-- DATA FOR THIS TASK start --

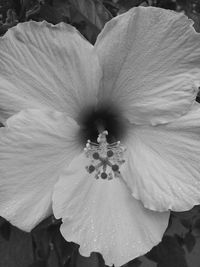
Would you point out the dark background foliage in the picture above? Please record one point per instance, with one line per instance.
(44, 246)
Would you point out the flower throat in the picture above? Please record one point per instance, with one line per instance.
(101, 131)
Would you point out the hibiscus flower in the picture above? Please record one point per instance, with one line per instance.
(107, 137)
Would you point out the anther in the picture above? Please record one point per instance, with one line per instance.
(95, 155)
(115, 167)
(91, 168)
(107, 157)
(110, 153)
(103, 175)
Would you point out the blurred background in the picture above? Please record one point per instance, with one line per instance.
(44, 246)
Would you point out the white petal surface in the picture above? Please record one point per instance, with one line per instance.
(151, 64)
(102, 216)
(163, 169)
(34, 147)
(46, 65)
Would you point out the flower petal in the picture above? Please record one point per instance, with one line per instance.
(102, 216)
(150, 60)
(163, 168)
(34, 147)
(46, 65)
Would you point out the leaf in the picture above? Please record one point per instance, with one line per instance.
(186, 223)
(125, 5)
(168, 253)
(189, 241)
(93, 11)
(88, 16)
(17, 252)
(5, 230)
(133, 263)
(196, 228)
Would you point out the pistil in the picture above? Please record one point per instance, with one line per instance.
(105, 159)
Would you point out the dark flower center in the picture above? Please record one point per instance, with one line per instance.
(94, 121)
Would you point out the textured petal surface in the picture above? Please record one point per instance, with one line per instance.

-- DATA FOR THIS TASK end --

Copy every line of the records above word for word, leaving out the pictures.

### ANSWER TO THE PROBLEM
Would you point out the dark background foliage in the picture above? Please record one point per instance, with one line per instance.
(44, 246)
Would you point out the flower throat in the picture above? Please record one point per instance, with one line per instance.
(101, 131)
Would you point out the hibiscus flower in the picture above? Please record one point per instance, with one line per instance.
(107, 137)
Would you point out the anther in the picture above? Please record one point per instance, with one line per instance.
(95, 155)
(115, 167)
(91, 168)
(107, 157)
(110, 153)
(103, 175)
Would you point out the blurred background in the picture above? Please record one point per instance, with one line per instance.
(44, 246)
Would you point out the white petal surface in the picture above? Please record one point per instance, with one line per instance.
(151, 64)
(102, 216)
(163, 169)
(34, 147)
(46, 65)
Would you point out the flower petal in the picture above? Please record one point per instance, with one line per instance.
(102, 216)
(150, 60)
(163, 168)
(34, 147)
(46, 65)
Would you point out the leaf in the picture above? Please record one point per instance, with one line per instance.
(186, 223)
(125, 5)
(168, 253)
(189, 241)
(93, 11)
(88, 16)
(17, 252)
(5, 230)
(133, 263)
(196, 228)
Would you point out the pistil in the picture above? Please record one point per instance, with one line per instance.
(105, 159)
Would you point out the dark flower center in the picture above? Please record one point per instance, with one line per instance.
(94, 121)
Would you point out the textured petal surface in the picture above? Please record one point per instance, with one line per instance.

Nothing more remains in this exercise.